Problem requirements:
Repeat each record word for word.

=-=-=-=-=

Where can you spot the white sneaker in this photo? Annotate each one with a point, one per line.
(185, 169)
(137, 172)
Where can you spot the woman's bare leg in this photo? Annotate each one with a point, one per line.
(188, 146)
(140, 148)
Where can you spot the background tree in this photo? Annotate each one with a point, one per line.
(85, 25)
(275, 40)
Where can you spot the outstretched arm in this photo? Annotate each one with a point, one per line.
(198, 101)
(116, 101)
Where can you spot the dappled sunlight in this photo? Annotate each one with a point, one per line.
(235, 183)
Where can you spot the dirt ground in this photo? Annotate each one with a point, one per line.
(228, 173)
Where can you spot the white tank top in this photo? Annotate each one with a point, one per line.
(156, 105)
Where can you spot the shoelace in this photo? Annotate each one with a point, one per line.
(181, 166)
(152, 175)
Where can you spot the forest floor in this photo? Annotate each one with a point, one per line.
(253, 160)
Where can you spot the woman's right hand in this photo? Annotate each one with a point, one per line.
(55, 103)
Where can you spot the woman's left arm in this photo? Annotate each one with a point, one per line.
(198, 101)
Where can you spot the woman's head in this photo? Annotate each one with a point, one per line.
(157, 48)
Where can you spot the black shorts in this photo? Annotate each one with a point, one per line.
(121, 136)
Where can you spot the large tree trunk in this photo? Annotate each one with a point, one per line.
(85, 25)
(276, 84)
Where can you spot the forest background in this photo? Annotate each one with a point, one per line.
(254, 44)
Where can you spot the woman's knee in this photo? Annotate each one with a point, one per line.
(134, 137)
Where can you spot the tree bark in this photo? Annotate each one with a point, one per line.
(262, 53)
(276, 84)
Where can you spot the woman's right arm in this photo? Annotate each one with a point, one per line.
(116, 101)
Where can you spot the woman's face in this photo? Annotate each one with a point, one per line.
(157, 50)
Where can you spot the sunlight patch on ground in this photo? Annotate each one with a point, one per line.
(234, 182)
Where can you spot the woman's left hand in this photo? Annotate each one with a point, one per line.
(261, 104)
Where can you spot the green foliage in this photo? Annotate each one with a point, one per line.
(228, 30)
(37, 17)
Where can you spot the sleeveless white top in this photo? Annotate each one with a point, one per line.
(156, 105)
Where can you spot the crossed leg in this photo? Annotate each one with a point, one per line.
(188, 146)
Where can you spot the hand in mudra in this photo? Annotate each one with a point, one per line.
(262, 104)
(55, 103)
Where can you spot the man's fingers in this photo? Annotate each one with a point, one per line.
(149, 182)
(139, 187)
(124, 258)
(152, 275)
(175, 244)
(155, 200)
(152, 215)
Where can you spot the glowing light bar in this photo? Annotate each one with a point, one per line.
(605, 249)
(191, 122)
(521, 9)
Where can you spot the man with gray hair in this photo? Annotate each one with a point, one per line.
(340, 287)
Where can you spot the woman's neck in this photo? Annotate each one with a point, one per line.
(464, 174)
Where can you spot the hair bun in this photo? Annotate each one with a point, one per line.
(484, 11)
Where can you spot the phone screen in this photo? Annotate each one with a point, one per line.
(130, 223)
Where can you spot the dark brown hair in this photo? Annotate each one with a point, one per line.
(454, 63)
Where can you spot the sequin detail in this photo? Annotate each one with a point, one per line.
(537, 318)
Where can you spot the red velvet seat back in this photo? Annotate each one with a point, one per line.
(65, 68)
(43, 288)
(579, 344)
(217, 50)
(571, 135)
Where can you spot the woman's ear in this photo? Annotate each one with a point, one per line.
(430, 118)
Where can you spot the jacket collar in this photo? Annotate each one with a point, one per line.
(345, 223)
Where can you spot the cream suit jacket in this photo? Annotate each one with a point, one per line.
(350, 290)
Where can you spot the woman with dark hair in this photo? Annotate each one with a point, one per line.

=-=-=-=-=

Task output:
Where can you spot the white sneaker in this photo? Annotate each one with a point, one per line.
(185, 169)
(137, 172)
Where can you spot the woman's bare leg in this photo? Annotate each one with a point, one per line.
(188, 146)
(140, 148)
Where can you spot the background tree in this photo? Annotate each one with a point, one per line.
(85, 25)
(275, 40)
Where can you spot the outstretched arm in this photo? Annotate each one with a point, one per line.
(198, 101)
(116, 101)
Where can you spot the dappled sunlight in this photo? Annotate each one with a point, one per line.
(235, 183)
Where can you spot the dirt ground in this photo? Annotate each one with a point, one per line.
(228, 173)
Where can you spot the white tank top in this photo? Annotate each one with a point, one per line.
(156, 105)
Where can you spot the shoelace in this photo? Annotate each one with a point, one per line.
(181, 166)
(152, 175)
Where can you spot the forest floor in this photo? Annotate each one with a point, one per line.
(253, 160)
Where can you spot the woman's right hand in this photo? Annotate each one with a point, one per line.
(55, 103)
Where can you spot the woman's left arm in this photo? Annotate each one with a point, one per line.
(198, 101)
Where can you spot the woman's head in this photo? Annotate each one with a point, one per line.
(157, 48)
Where can you spot the black shorts in this photo? Annotate each one with a point, one per line.
(121, 136)
Where can you spot the large tree trunk in this photo? Annotate each one with a point, one per line.
(85, 25)
(276, 84)
Where can you spot the forest background in this photo? Annotate each one with a point, one per line.
(254, 44)
Where can you spot the woman's knee in this photo? Annotate each one with a point, one per line.
(134, 137)
Where can you spot the tree bark in this photo? Annotate each one with a point, one per line.
(262, 53)
(276, 84)
Where can you spot the woman's right arm in this photo? Annotate each one with a point, one per line.
(116, 101)
Where can you spot the woman's face in this photo? Annotate each one with a point, one per line.
(157, 50)
Where can you spot the sunlight patch on ground in this photo? Annotate each one with a point, one per line.
(234, 182)
Where can you spot the woman's left hand in this photo? Annotate each one with a point, one per line.
(261, 104)
Where can you spot the green foliage in this photo? Annotate each one with a point, one per line.
(228, 30)
(37, 17)
Where can you spot the sleeveless white top in this photo? Annotate each one with a point, one per line.
(156, 105)
Where can you spot the crossed leg in this photo? Annotate each one with a point, one per line.
(188, 146)
Where can you spot the hand in mudra in this photo? Annotate each one with a point, one per line.
(262, 104)
(55, 103)
Where can you spot the man's fingers in this photo? Annotate each one with a point, one per line.
(149, 182)
(139, 187)
(124, 258)
(152, 275)
(175, 244)
(155, 200)
(152, 215)
Where can you spot the glowing light bar in this photo? Annotate each one with a point, one per line.
(605, 249)
(191, 122)
(521, 9)
Where can you spot the man with gray hair in this photo? Annotate each one with a point, one per line.
(340, 287)
Where can you spot the woman's neck in this photo? Annotate each one with a point, one per line.
(464, 174)
Where can you spot the hair bun in this photo? Annotate each one with a point, one per line.
(484, 11)
Where can you spot the phone screen in this photo? Annotate each one with a point, one per line.
(130, 223)
Where can you spot the dark brown hair in this photo? Annotate each one with a point, one per line.
(454, 63)
Where can you spot the sequin detail in this photo? Annotate each one with a point, one per line.
(537, 318)
Where can you spot the red velvet seat back in this photo? Annotate each one with a point, one per line.
(65, 68)
(43, 288)
(579, 344)
(217, 50)
(571, 135)
Where can you spot the woman's ear in this photo? Annotate each one with a point, one per line.
(430, 118)
Where can you spot the jacket collar in this photo? Annotate each one with a point, one per line.
(345, 223)
Where can you spot the cream suit jacket in this photo? Annotate each one with a point, one per line.
(350, 290)
Where can you spot the woman with dark hair in this photo? Annotate each one with a point, one per line.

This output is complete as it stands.